(Stored data entries)
□ □ □

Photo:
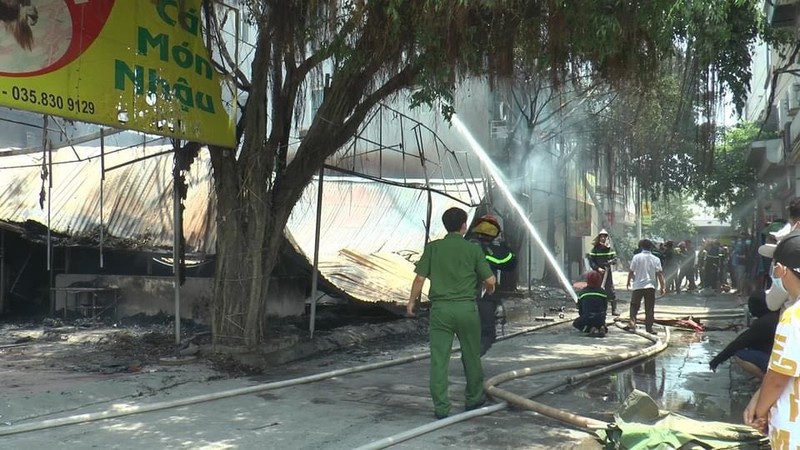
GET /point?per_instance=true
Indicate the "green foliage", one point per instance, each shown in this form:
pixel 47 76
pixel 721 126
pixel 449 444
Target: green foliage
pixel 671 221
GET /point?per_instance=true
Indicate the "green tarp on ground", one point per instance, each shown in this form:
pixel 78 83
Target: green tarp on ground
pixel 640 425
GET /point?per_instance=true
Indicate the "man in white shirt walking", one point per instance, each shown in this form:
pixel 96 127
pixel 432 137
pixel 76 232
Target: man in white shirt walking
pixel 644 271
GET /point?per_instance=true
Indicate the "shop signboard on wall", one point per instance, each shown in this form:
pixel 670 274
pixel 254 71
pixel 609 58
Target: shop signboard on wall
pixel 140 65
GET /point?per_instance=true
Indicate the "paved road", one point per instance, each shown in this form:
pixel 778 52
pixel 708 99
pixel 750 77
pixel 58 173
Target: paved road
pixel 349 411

□ □ □

Problem description:
Update the rows above by changing every "green tarp on ground" to "tarp on the ground" and keeping everything else the same. Leave the pictures out of your answer.

Answer to this exercise:
Photo:
GET /point?per_instance=true
Indicate the "green foliage", one point per instance, each shown in this form:
pixel 47 76
pixel 721 126
pixel 449 444
Target: green foliage
pixel 671 221
GET /point?per_instance=true
Indicate the "tarp on the ground", one point per instance, each shown in this form:
pixel 78 83
Target: tarp on the ground
pixel 640 425
GET /point?per_instance=true
Indicate the "man in white shirt walking", one point per instance, each shown in this form:
pixel 96 127
pixel 432 137
pixel 76 232
Target: man in white shirt walking
pixel 644 271
GET /point?per_instance=true
Indicate the "shop signboard on wall", one point per instance, each shown in this form:
pixel 670 274
pixel 254 71
pixel 609 58
Target: shop signboard on wall
pixel 140 65
GET /point?per_instance=true
Indicate the "paved road", one point per instance, each shown in this form:
pixel 778 52
pixel 708 99
pixel 750 77
pixel 58 173
Target: paved road
pixel 349 411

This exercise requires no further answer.